• [Work task 1]: In the article on Black Diamond Therapeutics, why will the company's time as a Europe-based company be brief?
• [Work task 2]: Write out the passage from the article on Black Diamond Therapeutics, beginning at the words "To date, Versant’s" and stopping after "protein degradation pathways.".

• [Selected extract]:
Versant’s Black Diamond raises $85M, plots transatlantic move

Versant Ventures’ Black Diamond Therapeutics has raised $85 million (€74 million). The series B, which comes weeks after Black Diamond exited stealth mode, tees the allosteric oncogenic mutation specialist up to move two or three candidates into the clinic.

Black Diamond broke cover last month with $20 million in series A money and a platform designed to identify and target allosteric mutant oncogenes. Black Diamond founders David Epstein and Elizabeth Buck designed the platform to unlock the therapeutic potential of oncogenes activated by allosteric mutations, which, unlike kinase domain mutations, are yet to make a mark on cancer care.

If the platform works as Black Diamond hopes, it will generate single molecules capable of treating baskets of mutations previously seen as unactionable from a therapeutic perspective. That concept has caught the attention of some major investors.

New Enterprise Associates and RA Capital Management co-led the series B round, which, when added to the $20 million in series A money provided by Versant last month, brings Black Diamond’s total haul up to $105 million. NexTech Invest, The Invus Group, Perceptive Advisors and Versant also contributed to the series B.

Fueled by the money, Black Diamond plans to move two or three drugs into the clinic over the next two years. Currently, the two most advanced drugs in Black Diamond’s preclinical pipeline target HER2 and EGFR allosteric mutants. Both programs are working toward the IND stage.

A third candidate has cleared lead optimization, while a further two programs are back at the lead identification stage. Black Diamond is yet to disclose the targets of these three earlier-stage assets. 

Black Diamond is the first biotech to emerge from the Ridgeline Discovery Engine Versant set up in Basel, Switzerland, to advance programs originating at European academic centers. However, Black Diamond’s time as a Europe-based company will be brief, as the biotech is set to use some of the series B money to set up a headquarters in Cambridge, Massachusetts.

To date, Versant’s Basel-based operation has birthed three companies, the other two being Bright Peak Therapeutics and Monte Rosa Therapeutics. Bright Peak is developing engineered cytokines for immuno-oncology indications, while Monte Rosa is working on cancer drugs that modulate protein degradation pathways.

• [Data supplied]:
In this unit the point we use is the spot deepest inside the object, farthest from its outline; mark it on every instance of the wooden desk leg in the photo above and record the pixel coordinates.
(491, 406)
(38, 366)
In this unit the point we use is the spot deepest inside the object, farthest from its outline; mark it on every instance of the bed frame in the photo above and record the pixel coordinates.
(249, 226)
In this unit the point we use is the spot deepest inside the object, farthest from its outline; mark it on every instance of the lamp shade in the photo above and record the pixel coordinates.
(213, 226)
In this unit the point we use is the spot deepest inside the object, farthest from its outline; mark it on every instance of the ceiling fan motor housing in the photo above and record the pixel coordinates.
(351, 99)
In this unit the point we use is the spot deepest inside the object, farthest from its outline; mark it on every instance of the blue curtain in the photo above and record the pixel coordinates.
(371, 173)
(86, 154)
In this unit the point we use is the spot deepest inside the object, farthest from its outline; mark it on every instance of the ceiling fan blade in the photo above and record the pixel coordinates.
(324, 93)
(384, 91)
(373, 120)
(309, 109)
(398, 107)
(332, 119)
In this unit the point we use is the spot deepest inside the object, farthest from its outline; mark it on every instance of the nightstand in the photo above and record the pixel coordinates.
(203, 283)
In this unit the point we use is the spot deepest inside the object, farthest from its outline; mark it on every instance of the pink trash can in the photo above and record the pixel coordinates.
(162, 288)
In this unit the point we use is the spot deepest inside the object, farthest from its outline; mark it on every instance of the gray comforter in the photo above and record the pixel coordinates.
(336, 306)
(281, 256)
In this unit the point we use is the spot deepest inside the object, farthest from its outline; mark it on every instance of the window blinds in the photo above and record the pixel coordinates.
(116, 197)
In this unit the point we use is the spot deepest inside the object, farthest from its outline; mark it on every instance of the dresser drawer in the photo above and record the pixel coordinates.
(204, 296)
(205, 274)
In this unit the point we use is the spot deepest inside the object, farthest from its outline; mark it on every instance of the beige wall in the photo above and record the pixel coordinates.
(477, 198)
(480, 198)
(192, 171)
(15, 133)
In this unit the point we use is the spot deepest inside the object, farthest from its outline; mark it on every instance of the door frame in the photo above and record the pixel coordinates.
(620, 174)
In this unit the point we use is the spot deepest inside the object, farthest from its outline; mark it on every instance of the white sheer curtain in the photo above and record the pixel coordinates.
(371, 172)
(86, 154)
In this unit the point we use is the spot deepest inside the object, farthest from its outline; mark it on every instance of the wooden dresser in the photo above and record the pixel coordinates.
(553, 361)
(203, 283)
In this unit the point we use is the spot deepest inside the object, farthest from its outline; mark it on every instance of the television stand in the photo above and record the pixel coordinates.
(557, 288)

• [Written solution 1]: Black Diamond plans to use some of its series B money to set up a headquarters in Cambridge, Massachusetts.

• [Written solution 2]:
To date, Versant’s Basel-based operation has birthed three companies, the other two being Bright Peak Therapeutics and Monte Rosa Therapeutics. Bright Peak is developing engineered cytokines for immuno-oncology indications, while Monte Rosa is working on cancer drugs that modulate protein degradation pathways.